Your task:
Turn the material below, between the lines holding "Locate runner in" and "101, 233, 138, 249", inclusive, into a two-column CSV with the columns "prompt" and "boxes", one row per request, each field quoted and any line breaks replaced by spaces. Leave the pictures out.

:::

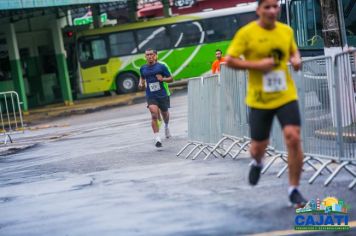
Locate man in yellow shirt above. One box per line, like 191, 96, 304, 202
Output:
226, 0, 306, 207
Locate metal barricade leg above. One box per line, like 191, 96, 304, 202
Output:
205, 137, 228, 159
308, 160, 334, 184
192, 145, 209, 160
4, 134, 12, 145
349, 178, 356, 190
185, 143, 203, 159
232, 140, 251, 159
261, 154, 282, 174
223, 139, 241, 157
324, 161, 350, 186
177, 142, 195, 157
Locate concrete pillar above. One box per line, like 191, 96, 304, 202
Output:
128, 0, 137, 22
5, 23, 28, 113
51, 20, 73, 105
162, 0, 172, 17
91, 5, 103, 29
27, 40, 44, 105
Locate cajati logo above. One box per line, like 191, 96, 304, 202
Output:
294, 197, 350, 231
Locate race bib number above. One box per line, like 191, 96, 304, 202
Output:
263, 70, 287, 93
149, 82, 161, 92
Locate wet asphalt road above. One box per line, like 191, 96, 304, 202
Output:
0, 93, 356, 235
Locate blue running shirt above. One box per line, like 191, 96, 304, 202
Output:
140, 63, 171, 98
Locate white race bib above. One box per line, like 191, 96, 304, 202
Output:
149, 82, 161, 92
263, 70, 287, 93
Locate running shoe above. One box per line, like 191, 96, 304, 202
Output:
248, 165, 262, 185
155, 137, 162, 148
157, 119, 162, 129
164, 127, 172, 138
289, 189, 308, 208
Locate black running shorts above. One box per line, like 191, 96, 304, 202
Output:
249, 101, 301, 141
147, 96, 171, 112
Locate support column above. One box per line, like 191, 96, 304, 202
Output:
127, 0, 137, 22
51, 20, 73, 106
162, 0, 172, 17
27, 42, 44, 107
91, 5, 103, 29
5, 23, 28, 113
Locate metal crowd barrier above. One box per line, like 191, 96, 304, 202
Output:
177, 75, 222, 160
177, 50, 356, 189
305, 50, 356, 189
0, 91, 24, 144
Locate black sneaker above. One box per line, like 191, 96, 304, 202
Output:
289, 189, 308, 208
155, 141, 162, 147
248, 165, 262, 185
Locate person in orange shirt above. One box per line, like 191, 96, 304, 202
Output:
211, 49, 225, 74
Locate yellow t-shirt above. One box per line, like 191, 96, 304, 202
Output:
227, 21, 298, 109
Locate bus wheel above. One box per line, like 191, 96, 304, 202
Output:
116, 73, 138, 94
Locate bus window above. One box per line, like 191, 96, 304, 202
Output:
109, 32, 137, 56
343, 0, 356, 47
290, 0, 324, 49
79, 39, 108, 62
203, 16, 237, 42
91, 39, 108, 60
169, 21, 205, 48
235, 12, 257, 28
136, 26, 170, 52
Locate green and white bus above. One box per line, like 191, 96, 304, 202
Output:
287, 0, 356, 56
72, 0, 356, 94
76, 3, 257, 94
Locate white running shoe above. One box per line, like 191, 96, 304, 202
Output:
164, 127, 172, 138
155, 136, 162, 148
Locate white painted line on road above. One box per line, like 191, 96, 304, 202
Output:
251, 221, 356, 236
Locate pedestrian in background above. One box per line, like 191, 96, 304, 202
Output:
211, 49, 225, 74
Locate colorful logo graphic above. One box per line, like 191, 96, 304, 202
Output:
294, 197, 350, 231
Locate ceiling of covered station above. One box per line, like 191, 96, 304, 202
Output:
0, 0, 122, 10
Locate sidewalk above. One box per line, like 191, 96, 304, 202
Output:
23, 85, 186, 126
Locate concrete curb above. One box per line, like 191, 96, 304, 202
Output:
24, 85, 187, 125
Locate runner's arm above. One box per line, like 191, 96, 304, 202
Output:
289, 50, 302, 71
226, 55, 275, 72
138, 77, 146, 89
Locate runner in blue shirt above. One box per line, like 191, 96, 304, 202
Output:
139, 49, 172, 147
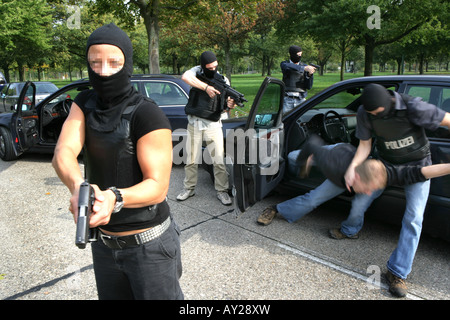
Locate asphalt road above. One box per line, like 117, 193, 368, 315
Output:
0, 155, 450, 301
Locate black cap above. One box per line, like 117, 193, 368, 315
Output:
200, 51, 217, 68
361, 83, 391, 111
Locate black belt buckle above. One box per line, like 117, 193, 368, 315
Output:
101, 233, 138, 249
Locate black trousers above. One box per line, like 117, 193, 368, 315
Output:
92, 220, 184, 300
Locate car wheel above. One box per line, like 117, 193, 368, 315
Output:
0, 127, 17, 161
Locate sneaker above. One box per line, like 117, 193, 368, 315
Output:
177, 189, 195, 201
385, 271, 408, 298
256, 206, 278, 226
328, 228, 359, 240
217, 191, 232, 206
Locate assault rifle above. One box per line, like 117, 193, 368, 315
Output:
197, 74, 247, 108
308, 63, 320, 69
75, 181, 98, 249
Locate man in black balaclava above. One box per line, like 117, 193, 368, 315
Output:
53, 24, 183, 300
342, 84, 450, 297
177, 51, 234, 205
280, 46, 316, 113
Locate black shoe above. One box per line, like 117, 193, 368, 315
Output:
384, 271, 408, 298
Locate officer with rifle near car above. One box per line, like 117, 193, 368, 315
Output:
280, 46, 319, 113
177, 51, 241, 205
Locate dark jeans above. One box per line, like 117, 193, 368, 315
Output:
92, 220, 184, 300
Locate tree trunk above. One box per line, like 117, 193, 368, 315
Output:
364, 41, 375, 77
140, 0, 160, 74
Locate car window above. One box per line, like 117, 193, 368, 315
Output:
35, 82, 58, 93
405, 85, 450, 112
255, 83, 281, 128
314, 86, 395, 111
143, 81, 188, 106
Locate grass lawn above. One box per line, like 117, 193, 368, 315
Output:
47, 72, 448, 116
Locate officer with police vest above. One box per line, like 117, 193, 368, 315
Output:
280, 46, 316, 113
177, 51, 235, 205
342, 84, 450, 297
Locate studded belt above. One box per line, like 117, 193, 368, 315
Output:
100, 217, 171, 249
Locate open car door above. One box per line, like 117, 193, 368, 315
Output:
12, 81, 39, 155
226, 77, 285, 212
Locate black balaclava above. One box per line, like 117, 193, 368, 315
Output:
200, 51, 217, 78
289, 46, 302, 63
361, 83, 393, 117
86, 23, 140, 132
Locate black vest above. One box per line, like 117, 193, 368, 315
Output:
283, 63, 306, 92
369, 96, 430, 164
184, 73, 226, 121
83, 99, 169, 232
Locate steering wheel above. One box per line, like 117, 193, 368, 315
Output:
59, 99, 73, 117
322, 110, 348, 143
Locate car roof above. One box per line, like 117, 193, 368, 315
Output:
334, 75, 450, 85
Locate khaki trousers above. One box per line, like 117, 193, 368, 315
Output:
184, 124, 228, 192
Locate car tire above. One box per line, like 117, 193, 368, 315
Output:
0, 127, 17, 161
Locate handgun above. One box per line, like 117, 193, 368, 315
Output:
75, 181, 98, 249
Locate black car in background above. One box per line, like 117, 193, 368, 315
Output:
219, 76, 450, 241
0, 75, 190, 161
0, 72, 6, 92
0, 81, 58, 112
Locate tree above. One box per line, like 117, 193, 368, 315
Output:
193, 0, 257, 81
0, 0, 52, 82
284, 0, 446, 76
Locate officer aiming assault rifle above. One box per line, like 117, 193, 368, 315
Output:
197, 74, 247, 108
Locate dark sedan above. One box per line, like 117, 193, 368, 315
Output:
0, 75, 190, 161
223, 76, 450, 241
0, 81, 58, 112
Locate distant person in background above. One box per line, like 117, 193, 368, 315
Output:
280, 46, 316, 113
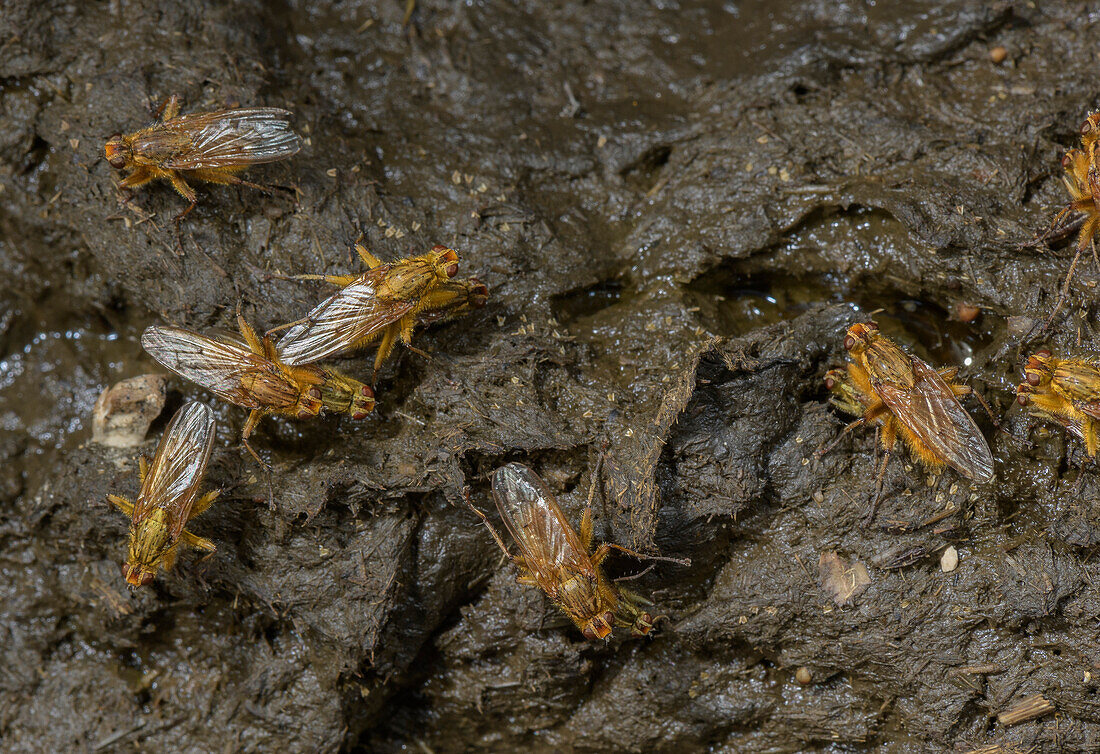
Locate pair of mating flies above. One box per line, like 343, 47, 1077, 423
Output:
105, 96, 488, 463
106, 97, 682, 638
108, 391, 657, 640
105, 97, 488, 586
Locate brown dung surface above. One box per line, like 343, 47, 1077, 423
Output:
0, 0, 1100, 753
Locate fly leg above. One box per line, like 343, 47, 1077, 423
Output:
107, 494, 134, 518
864, 450, 891, 524
241, 408, 272, 473
1040, 226, 1100, 334
179, 529, 218, 553
592, 542, 691, 566
371, 323, 402, 387
165, 171, 199, 256
355, 242, 382, 270
462, 489, 514, 561
190, 166, 297, 204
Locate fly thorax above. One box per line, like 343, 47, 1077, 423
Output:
241, 372, 297, 408
128, 507, 169, 566
375, 260, 436, 300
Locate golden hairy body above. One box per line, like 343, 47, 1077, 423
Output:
107, 403, 218, 587
1016, 349, 1100, 458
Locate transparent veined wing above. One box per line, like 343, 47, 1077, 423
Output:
141, 325, 283, 408
275, 270, 416, 365
871, 357, 993, 482
133, 402, 218, 540
154, 108, 301, 170
493, 463, 595, 583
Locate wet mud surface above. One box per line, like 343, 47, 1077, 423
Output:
0, 0, 1100, 753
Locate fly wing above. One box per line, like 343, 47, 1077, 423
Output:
493, 463, 595, 583
1054, 359, 1100, 418
275, 275, 416, 365
141, 325, 266, 408
133, 403, 218, 534
156, 108, 301, 171
871, 357, 993, 482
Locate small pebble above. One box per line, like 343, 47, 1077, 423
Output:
939, 545, 959, 573
955, 302, 981, 324
91, 374, 168, 448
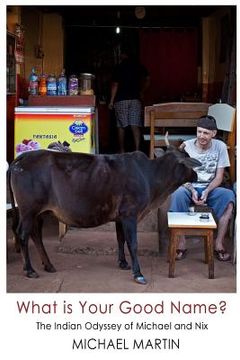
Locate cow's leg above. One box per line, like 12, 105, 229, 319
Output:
12, 208, 21, 253
115, 221, 131, 270
122, 217, 147, 285
16, 219, 38, 278
31, 216, 56, 272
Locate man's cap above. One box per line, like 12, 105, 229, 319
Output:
197, 115, 217, 130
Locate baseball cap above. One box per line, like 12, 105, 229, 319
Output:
197, 115, 217, 130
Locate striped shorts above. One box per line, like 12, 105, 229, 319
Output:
114, 99, 143, 127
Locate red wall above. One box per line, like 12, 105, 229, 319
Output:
140, 29, 198, 104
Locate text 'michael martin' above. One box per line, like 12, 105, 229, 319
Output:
72, 338, 180, 350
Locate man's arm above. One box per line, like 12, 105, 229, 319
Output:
108, 82, 118, 110
201, 168, 224, 201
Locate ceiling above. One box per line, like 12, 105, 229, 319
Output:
35, 5, 231, 27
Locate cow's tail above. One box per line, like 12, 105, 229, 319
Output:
7, 165, 20, 252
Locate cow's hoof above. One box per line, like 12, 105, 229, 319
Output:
44, 264, 57, 273
27, 271, 39, 279
119, 261, 131, 270
134, 275, 147, 285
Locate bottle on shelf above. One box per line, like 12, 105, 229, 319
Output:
57, 69, 67, 96
68, 75, 78, 96
28, 68, 38, 95
38, 74, 47, 96
47, 74, 57, 96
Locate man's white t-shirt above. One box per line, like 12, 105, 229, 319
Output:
184, 138, 230, 187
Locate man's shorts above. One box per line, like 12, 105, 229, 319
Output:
114, 99, 143, 127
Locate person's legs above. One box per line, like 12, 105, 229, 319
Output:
114, 100, 128, 153
204, 187, 235, 261
128, 99, 143, 150
131, 126, 141, 150
118, 127, 125, 153
215, 203, 233, 261
207, 187, 235, 261
169, 186, 191, 260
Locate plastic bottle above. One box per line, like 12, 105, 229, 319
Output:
47, 74, 57, 96
68, 75, 78, 96
38, 74, 47, 96
28, 68, 38, 95
57, 69, 67, 96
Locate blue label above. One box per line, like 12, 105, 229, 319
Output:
69, 121, 88, 135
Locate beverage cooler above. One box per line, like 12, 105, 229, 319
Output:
14, 106, 98, 157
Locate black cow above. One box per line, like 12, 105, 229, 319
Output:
8, 150, 200, 284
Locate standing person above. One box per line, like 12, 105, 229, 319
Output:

:::

Exercise solution:
prompt,boxes
"Locate runner in blue shirt above. One box per line, like 191, 96, 304, 202 Output:","139, 49, 172, 147"
"Locate asphalt road above. One box per line, like 117, 193, 368, 315 Output:","0, 155, 450, 301"
"Locate black cap above. One box per line, like 117, 193, 368, 315 Output:","200, 51, 217, 68 361, 83, 391, 111"
"Locate black belt buckle above. One box per line, like 117, 193, 368, 315 Output:","101, 233, 138, 249"